------ Supplied data

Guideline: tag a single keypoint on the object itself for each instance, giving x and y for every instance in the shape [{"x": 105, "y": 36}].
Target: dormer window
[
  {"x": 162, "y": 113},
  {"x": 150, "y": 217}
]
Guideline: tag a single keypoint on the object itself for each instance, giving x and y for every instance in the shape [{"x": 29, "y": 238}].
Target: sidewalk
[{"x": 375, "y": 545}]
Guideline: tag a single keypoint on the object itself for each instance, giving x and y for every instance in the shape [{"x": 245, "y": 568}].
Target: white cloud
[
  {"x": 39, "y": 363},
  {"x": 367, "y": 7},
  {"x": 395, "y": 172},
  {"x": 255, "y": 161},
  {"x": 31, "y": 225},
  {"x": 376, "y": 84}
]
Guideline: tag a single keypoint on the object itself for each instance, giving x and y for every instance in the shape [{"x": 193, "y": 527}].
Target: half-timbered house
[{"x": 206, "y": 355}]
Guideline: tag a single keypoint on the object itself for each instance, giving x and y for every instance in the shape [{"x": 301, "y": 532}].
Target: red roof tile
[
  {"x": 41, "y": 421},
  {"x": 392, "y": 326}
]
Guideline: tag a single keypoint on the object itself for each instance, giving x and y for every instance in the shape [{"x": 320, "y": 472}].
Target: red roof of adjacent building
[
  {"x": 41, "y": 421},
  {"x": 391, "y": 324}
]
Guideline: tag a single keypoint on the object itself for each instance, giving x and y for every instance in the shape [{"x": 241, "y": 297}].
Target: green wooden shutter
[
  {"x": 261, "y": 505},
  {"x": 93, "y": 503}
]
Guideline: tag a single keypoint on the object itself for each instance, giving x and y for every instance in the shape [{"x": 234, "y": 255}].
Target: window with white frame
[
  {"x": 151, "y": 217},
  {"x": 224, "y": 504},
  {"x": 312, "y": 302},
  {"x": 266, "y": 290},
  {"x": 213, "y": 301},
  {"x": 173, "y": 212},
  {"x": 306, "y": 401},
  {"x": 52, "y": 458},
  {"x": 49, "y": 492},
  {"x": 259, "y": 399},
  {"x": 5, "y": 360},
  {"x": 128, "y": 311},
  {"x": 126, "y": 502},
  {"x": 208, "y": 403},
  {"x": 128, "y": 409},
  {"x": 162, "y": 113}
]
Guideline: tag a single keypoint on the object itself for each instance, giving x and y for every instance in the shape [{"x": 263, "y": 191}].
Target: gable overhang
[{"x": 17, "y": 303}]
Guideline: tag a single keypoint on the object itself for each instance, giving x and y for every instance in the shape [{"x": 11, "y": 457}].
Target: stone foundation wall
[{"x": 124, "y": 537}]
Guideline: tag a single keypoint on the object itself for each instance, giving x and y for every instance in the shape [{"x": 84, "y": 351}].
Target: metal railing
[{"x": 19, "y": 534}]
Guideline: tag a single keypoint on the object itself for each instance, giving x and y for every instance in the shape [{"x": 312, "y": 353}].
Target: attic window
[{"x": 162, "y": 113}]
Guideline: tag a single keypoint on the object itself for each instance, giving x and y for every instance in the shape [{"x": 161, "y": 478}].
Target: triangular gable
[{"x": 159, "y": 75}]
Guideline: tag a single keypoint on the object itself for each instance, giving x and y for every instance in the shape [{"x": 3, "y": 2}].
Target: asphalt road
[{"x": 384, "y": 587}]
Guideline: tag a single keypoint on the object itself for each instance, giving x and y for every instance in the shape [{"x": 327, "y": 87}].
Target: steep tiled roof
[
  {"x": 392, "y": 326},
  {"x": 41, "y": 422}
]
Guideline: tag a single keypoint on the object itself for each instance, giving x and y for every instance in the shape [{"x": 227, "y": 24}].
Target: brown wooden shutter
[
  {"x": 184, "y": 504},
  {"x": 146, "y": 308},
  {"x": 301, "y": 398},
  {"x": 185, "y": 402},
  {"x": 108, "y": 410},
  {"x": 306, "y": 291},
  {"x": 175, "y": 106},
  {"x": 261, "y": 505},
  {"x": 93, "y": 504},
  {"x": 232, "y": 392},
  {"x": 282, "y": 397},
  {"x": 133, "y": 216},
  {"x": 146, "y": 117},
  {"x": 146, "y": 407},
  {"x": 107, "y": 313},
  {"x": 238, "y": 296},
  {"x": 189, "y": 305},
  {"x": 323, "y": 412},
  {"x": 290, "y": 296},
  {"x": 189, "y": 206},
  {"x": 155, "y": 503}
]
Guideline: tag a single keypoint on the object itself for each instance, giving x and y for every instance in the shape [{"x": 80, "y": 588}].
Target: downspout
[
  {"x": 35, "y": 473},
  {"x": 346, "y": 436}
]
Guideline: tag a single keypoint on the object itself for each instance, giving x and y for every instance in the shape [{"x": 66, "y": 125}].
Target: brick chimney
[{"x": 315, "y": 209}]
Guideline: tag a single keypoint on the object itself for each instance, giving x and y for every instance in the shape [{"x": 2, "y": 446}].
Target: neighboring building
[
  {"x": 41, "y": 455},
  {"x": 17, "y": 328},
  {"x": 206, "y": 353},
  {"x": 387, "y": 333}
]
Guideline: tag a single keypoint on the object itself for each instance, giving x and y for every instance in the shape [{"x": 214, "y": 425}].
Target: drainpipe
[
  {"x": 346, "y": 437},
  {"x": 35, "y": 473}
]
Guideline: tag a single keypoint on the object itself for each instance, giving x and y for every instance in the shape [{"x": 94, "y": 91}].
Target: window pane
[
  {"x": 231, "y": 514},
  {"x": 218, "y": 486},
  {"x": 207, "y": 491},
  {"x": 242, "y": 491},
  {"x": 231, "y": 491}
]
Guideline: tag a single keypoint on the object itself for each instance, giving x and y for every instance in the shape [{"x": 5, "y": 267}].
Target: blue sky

------------

▶ Requirement
Take the records above and return them exactly as written.

▶ Worked solution
Guideline: tag a single keypoint on the object itself for each instance, giving x and y for every instance in the shape [{"x": 105, "y": 36}].
Target: dormer window
[
  {"x": 162, "y": 113},
  {"x": 150, "y": 217}
]
Guideline: tag a single keypoint on the object itself for each instance, giving x and y for every instance in the shape [{"x": 29, "y": 238}].
Target: sidewalk
[{"x": 375, "y": 545}]
Guideline: tag a single keypoint on the object itself for each instance, giving x and y for every instance in the shape [{"x": 245, "y": 568}].
Target: white cloud
[
  {"x": 39, "y": 363},
  {"x": 367, "y": 7},
  {"x": 395, "y": 172},
  {"x": 255, "y": 161},
  {"x": 31, "y": 225},
  {"x": 376, "y": 84}
]
Guideline: tag a single keypoint on the object itself for each instance, giving x and y for every instance in the shape [{"x": 193, "y": 527}].
Target: half-timbered house
[{"x": 206, "y": 355}]
Guideline: tag a single keypoint on the object itself for each instance, giving x and y for every instance in the shape [{"x": 301, "y": 532}].
Target: red roof tile
[
  {"x": 41, "y": 421},
  {"x": 392, "y": 326}
]
Guideline: tag a single keypoint on the object itself for each instance, giving x and y for every instance in the shape [{"x": 320, "y": 472}].
Target: red roof of adjacent building
[
  {"x": 41, "y": 421},
  {"x": 391, "y": 324}
]
Guideline: tag a single keypoint on the object itself for each instance, giving x and y for every instance in the shape [{"x": 241, "y": 297}].
Target: green wooden shutter
[
  {"x": 261, "y": 505},
  {"x": 93, "y": 503}
]
Guideline: tag a single keypoint on the object itself for each instance, giving x and y for every instance in the shape [{"x": 234, "y": 255}].
Target: window with white frame
[
  {"x": 151, "y": 217},
  {"x": 224, "y": 504},
  {"x": 312, "y": 302},
  {"x": 266, "y": 290},
  {"x": 213, "y": 301},
  {"x": 173, "y": 212},
  {"x": 306, "y": 401},
  {"x": 52, "y": 458},
  {"x": 49, "y": 492},
  {"x": 259, "y": 399},
  {"x": 5, "y": 360},
  {"x": 128, "y": 311},
  {"x": 126, "y": 502},
  {"x": 208, "y": 403},
  {"x": 128, "y": 409},
  {"x": 162, "y": 113}
]
Guideline: tag a single keypoint on the object itself for each instance, giving x and y for every instance in the shape [{"x": 263, "y": 191}].
Target: gable overhang
[{"x": 17, "y": 303}]
Guideline: tag a single keypoint on the object itself for each instance, giving x and y for every instance in the shape [{"x": 11, "y": 457}].
Target: stone foundation wall
[{"x": 124, "y": 537}]
Guideline: tag a single keypoint on the object itself for each instance, giving x and y for every instance in the shape [{"x": 84, "y": 351}].
Target: metal railing
[{"x": 19, "y": 534}]
Guideline: tag a single keypoint on the object itself for each instance, giving x and y for every instance in the shape [{"x": 312, "y": 353}].
Target: attic window
[{"x": 162, "y": 113}]
Guideline: tag a single keypoint on the object itself for each instance, giving x and y for every instance in the shape [{"x": 161, "y": 478}].
Target: triangular gable
[{"x": 159, "y": 75}]
Guideline: tag a single keypoint on the object itself for each instance, giving x and y for every instance in the shape [{"x": 3, "y": 2}].
Target: asphalt road
[{"x": 384, "y": 587}]
Guideline: tag a single keypoint on the object itself for each instance, giving x and y for every instance in the shape [{"x": 327, "y": 87}].
Target: steep tiled roof
[
  {"x": 392, "y": 326},
  {"x": 41, "y": 422}
]
Guideline: tag a single keypoint on the object itself for each instance, giving x and y for every instance in the shape [{"x": 227, "y": 24}].
Target: brown wooden shutter
[
  {"x": 184, "y": 504},
  {"x": 146, "y": 308},
  {"x": 301, "y": 398},
  {"x": 185, "y": 402},
  {"x": 108, "y": 410},
  {"x": 306, "y": 291},
  {"x": 175, "y": 106},
  {"x": 261, "y": 505},
  {"x": 93, "y": 504},
  {"x": 232, "y": 392},
  {"x": 282, "y": 397},
  {"x": 133, "y": 216},
  {"x": 146, "y": 117},
  {"x": 146, "y": 407},
  {"x": 107, "y": 313},
  {"x": 238, "y": 296},
  {"x": 189, "y": 305},
  {"x": 323, "y": 412},
  {"x": 290, "y": 296},
  {"x": 189, "y": 206},
  {"x": 155, "y": 503}
]
Guideline: tag a single keypoint on the object itself for each instance, giving x and y for every instance in the shape [{"x": 80, "y": 588}].
Target: downspout
[
  {"x": 35, "y": 473},
  {"x": 346, "y": 436}
]
Guideline: tag a single keypoint on the object itself for each instance, giving x and y for every instance in the shape [{"x": 66, "y": 125}].
Target: brick chimney
[{"x": 315, "y": 209}]
Guideline: tag a single keypoint on the object itself for each instance, giving x and y for every instance in the shape [{"x": 2, "y": 446}].
Target: neighboring building
[
  {"x": 41, "y": 455},
  {"x": 17, "y": 328},
  {"x": 206, "y": 353},
  {"x": 387, "y": 333}
]
Guideline: tag a single keypoint on the object itself for each instance, giving x and y for every instance in the shape [{"x": 214, "y": 425}].
Target: drainpipe
[
  {"x": 346, "y": 437},
  {"x": 35, "y": 473}
]
Guideline: tag a single keypoint on the object itself for each instance, giving x and y for every instance in the shape [{"x": 94, "y": 91}].
Target: window pane
[
  {"x": 231, "y": 514},
  {"x": 218, "y": 486},
  {"x": 207, "y": 491},
  {"x": 242, "y": 491},
  {"x": 231, "y": 491}
]
Guideline: tag a single keypoint on the object itself for each instance, giving x and y for every instance in the shape [{"x": 5, "y": 267}].
Target: blue sky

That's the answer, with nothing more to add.